_Provided text_.
This spring, visitors can walk through private properties and gawk at gorgeous gardens.
Organized tours admiring strangers' flower beds have been attracting garden voyeurs for decades, until the COVID-19 pandemic hit in 2020. In an interview for "LA Times Today," Los Angeles Times staff writer Jeanette Marantos told host Lisa McRee about the return of garden tours in Southern California.
What You Need To Know
- Private homes are opening their gardens to visitors
- People can tour gardens through the Mary Lou Heard Foundation and the Theodore Payne Foundation
- Private gardens from Camarillo to Long Beach are opening up
- The tours will take place until mid-May
"They've been around for decades and they're designed, usually as fundraisers for particular events," said Marantos. "People can buy a ticket and get a chance to tour three or four locations, dozens of private gardens, places where you might normally just kind of crane your neck as you're walking by. You can actually walk inside and really poke around."
The Theodore Payne Foundation focuses on native Californian plants and has more than 30 tours this year.
"They have created these tours so that at least 50% of the plants in these gardens are California native plants," Marantos said. "And for people who are thinking about going to learn more about native plants, that's a great opportunity to see how you can use them in your yard and what it means to create a habitat. It's a really beautiful landscape, and to see it with everything blooming. This is the perfect time for blooms for California native plants."
In Long Beach, Mike Esparza has created a "Man Garden" at his home. He took all the frilly-looking flowers out of the garden and planted blooms that look beautiful year-round.

_Dataset extract_.
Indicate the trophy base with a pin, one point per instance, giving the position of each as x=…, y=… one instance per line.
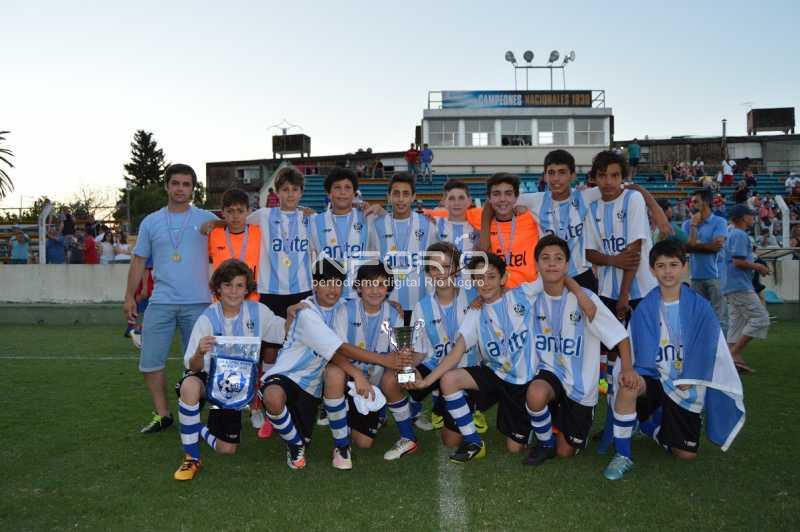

_Problem requirements_. Continue the article on Southern California's returning garden tours, picking up after its final sentence about Mike Esparza's "Man Garden" in Long Beach.

_Exercise response_.
"Mike Esparza works at the port in Long Beach, but he has this beautiful Tudor house near the beach," said Marantos. "He took out all the lawn in this place and he just built this garden. He has a friend who is an amateur designer who helped him, and they actually laid hoses down to create these little planting areas, moving the hoses around to find places where they could get a good flow. The result is so charming. There's so much color and lots of green and all these accent colors. It's a beautiful garden."
Esparza's garden is part of the Mary Lou Heard Memorial Garden Tour. Marantos explained how that tour came to be.
"The foundation was started in honor of a woman named Mary Lou Heard, who moved to California in the 1970s. She started a nursery after she apparently had really struggled with depression for a while, after a really difficult divorce. She was hospitalized briefly, and she always told people that it was plants that help her recovery. And she had this really fabled nursery in Westchester that was devoted to cottage-type English flowers and other really beautiful flowers. She created these tours to support an organization called the Sheepfold, which is a women's crisis center in Orange."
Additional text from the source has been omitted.